**Data excerpts:**

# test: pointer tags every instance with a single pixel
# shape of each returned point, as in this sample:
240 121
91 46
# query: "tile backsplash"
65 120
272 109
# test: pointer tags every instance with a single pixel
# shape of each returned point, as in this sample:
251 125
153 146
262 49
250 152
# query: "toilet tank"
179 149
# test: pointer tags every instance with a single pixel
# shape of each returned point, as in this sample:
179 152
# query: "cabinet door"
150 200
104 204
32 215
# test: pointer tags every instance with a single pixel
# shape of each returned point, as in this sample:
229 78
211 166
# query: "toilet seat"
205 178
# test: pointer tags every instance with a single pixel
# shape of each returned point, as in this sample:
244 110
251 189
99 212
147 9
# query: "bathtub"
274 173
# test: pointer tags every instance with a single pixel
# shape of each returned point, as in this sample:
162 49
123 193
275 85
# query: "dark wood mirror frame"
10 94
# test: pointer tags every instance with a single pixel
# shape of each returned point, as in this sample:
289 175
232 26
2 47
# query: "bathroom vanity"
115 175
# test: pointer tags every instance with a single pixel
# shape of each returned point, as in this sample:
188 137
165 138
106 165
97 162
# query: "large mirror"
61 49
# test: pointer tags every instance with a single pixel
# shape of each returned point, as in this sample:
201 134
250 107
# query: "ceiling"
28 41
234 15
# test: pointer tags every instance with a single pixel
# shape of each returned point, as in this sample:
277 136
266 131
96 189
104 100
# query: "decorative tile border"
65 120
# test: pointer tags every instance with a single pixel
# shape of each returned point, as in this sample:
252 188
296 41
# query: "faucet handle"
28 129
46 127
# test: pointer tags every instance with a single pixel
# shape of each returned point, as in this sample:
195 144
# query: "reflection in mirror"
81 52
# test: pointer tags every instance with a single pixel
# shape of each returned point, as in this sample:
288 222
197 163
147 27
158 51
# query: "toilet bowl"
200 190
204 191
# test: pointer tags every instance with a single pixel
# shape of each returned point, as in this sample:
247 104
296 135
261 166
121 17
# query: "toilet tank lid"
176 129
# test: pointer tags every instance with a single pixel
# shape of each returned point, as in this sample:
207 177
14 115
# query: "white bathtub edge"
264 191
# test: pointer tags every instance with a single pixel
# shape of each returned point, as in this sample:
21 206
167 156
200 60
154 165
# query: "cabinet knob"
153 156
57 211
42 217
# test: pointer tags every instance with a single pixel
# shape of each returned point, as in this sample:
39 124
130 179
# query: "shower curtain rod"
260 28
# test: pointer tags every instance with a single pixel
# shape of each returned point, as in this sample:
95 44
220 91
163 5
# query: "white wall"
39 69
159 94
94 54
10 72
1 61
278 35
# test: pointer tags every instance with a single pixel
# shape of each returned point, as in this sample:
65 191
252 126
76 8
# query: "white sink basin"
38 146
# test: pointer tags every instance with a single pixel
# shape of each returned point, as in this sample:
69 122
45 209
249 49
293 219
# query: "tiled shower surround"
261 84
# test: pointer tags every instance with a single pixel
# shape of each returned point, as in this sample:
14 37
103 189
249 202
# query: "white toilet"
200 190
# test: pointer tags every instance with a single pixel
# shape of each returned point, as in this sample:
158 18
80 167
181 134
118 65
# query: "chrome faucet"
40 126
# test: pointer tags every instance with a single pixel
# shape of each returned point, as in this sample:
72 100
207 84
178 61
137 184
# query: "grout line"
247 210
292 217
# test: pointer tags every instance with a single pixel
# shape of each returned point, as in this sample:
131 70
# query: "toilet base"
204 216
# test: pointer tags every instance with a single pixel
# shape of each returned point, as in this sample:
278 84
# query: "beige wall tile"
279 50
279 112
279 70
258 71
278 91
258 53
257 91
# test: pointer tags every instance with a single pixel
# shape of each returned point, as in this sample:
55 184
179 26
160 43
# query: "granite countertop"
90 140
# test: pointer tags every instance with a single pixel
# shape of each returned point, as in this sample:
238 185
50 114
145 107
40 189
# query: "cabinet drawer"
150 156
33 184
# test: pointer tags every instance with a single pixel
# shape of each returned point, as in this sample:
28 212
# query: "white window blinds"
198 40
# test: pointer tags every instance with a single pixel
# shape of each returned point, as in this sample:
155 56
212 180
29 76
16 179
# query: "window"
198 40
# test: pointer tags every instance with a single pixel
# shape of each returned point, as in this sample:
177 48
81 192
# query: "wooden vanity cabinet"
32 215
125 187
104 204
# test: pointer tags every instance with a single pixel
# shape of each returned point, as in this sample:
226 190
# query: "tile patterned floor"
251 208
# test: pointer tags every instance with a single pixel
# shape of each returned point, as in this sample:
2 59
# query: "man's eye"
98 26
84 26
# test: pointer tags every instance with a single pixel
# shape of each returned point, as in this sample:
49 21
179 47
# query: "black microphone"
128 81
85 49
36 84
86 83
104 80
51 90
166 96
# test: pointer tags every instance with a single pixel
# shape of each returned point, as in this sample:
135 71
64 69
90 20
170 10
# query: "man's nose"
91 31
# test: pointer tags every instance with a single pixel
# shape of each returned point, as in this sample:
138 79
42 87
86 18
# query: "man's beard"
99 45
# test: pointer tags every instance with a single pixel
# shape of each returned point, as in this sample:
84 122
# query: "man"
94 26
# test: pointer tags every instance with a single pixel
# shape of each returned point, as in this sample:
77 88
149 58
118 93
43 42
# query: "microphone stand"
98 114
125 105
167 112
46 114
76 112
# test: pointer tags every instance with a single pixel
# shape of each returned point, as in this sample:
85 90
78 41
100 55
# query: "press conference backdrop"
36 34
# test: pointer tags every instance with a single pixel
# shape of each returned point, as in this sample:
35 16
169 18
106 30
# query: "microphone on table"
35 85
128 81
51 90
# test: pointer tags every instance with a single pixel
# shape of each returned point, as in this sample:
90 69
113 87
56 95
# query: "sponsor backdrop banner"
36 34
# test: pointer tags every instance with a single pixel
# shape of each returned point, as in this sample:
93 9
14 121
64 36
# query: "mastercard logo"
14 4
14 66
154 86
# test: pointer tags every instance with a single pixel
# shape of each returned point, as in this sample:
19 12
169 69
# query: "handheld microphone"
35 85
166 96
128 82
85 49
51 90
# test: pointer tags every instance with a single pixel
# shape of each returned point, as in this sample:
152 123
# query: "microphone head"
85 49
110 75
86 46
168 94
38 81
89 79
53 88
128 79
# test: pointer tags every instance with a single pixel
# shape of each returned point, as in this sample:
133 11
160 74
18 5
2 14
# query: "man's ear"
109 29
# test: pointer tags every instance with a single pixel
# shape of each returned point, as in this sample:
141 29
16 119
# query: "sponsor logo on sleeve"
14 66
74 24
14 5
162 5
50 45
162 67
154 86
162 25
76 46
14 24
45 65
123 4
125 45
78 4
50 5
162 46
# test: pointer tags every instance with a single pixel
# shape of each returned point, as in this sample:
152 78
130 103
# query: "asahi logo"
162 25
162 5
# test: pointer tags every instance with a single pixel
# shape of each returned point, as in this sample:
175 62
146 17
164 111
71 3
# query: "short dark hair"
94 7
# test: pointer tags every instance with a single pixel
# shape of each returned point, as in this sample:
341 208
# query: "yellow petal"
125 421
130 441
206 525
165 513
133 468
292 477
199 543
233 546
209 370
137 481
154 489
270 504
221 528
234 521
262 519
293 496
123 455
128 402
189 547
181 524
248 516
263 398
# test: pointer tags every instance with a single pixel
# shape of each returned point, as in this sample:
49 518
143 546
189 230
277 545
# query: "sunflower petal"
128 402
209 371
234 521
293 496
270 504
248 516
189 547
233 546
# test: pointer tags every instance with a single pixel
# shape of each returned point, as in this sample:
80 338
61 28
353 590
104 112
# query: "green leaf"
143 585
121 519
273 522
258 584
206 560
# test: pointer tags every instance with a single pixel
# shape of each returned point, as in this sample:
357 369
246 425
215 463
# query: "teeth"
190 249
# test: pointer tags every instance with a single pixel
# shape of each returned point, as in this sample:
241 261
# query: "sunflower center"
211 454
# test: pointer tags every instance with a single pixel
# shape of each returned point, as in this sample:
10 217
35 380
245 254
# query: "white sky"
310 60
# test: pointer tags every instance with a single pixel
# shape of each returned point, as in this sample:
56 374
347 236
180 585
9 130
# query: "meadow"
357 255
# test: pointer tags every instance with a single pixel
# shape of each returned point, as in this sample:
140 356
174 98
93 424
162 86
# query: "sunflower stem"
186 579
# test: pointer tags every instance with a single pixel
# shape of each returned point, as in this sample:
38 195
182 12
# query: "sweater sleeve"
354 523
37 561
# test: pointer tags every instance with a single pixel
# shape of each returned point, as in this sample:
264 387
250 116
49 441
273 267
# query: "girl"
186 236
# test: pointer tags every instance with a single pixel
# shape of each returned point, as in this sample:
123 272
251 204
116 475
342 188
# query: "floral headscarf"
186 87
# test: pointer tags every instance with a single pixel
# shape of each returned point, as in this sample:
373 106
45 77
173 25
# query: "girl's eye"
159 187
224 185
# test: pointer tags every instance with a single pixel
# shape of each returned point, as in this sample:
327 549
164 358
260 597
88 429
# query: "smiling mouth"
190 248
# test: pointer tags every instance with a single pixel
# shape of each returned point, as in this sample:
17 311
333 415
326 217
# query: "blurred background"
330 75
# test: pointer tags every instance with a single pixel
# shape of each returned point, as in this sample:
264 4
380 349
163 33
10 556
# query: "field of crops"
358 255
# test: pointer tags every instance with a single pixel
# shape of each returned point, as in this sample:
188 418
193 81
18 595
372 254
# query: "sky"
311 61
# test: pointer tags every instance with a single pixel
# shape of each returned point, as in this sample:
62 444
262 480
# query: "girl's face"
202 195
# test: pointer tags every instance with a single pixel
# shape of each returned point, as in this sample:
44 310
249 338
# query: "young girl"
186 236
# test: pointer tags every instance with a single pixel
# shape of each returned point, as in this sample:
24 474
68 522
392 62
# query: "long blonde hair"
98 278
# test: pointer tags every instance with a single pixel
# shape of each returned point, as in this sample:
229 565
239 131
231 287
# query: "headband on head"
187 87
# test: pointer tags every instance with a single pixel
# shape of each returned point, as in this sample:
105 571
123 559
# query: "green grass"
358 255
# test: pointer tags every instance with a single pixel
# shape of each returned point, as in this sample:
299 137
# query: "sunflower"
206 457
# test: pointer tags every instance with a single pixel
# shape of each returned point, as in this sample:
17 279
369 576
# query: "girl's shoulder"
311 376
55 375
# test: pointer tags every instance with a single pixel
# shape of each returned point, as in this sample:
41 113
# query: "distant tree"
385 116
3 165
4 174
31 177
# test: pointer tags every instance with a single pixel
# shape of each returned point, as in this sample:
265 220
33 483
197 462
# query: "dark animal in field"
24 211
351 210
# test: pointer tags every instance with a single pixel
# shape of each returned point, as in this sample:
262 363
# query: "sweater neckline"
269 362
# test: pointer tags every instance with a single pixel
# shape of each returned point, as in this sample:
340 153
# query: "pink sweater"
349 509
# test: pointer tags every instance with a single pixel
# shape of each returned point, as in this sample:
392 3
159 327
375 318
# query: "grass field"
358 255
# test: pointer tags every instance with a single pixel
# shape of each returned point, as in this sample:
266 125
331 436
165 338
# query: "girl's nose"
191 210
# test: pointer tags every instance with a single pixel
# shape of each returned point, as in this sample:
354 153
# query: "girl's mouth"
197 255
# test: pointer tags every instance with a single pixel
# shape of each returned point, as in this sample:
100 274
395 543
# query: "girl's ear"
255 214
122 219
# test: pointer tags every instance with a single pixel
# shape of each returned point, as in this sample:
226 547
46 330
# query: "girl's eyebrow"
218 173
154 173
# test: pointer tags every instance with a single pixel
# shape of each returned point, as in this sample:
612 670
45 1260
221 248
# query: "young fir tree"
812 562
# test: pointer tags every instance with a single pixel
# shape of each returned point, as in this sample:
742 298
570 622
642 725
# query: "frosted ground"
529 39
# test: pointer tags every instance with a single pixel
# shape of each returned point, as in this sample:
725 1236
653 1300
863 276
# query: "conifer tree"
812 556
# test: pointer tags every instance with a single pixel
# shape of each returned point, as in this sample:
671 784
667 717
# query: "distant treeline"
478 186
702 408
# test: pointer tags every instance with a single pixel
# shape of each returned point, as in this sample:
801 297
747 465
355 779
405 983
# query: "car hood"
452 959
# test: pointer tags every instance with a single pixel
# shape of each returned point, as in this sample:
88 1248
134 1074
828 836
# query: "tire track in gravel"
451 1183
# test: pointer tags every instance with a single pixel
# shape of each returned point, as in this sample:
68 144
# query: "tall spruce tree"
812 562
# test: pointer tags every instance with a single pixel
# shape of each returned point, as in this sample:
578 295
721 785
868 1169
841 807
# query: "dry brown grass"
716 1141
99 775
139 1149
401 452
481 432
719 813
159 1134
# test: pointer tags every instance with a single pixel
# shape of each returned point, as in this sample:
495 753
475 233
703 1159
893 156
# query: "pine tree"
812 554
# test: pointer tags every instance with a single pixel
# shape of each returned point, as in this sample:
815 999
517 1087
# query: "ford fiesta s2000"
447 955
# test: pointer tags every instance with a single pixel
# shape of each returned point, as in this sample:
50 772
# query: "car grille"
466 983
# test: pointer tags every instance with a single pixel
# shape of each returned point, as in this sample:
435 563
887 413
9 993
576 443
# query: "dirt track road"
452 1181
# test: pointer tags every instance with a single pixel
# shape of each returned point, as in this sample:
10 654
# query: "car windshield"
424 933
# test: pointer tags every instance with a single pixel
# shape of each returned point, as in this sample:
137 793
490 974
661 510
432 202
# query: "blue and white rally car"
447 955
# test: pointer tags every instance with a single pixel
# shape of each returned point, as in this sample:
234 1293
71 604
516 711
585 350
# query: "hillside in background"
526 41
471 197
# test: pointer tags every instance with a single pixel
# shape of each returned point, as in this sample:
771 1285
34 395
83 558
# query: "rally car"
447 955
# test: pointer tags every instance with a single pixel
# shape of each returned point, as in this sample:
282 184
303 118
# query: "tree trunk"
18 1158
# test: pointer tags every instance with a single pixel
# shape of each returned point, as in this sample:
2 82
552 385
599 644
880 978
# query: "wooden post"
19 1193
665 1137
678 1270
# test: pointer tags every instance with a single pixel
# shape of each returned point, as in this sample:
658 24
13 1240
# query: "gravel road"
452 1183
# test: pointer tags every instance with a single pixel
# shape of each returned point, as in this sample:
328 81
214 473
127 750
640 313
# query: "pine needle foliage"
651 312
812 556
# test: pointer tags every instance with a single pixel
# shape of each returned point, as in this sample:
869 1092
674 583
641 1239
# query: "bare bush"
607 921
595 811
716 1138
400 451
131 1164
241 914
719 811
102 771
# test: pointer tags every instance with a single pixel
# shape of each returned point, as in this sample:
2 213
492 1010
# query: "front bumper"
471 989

**Short task:** How many lines in the data above contain the string "faucet"? Reply with the number alone.

**Answer to this task:** 2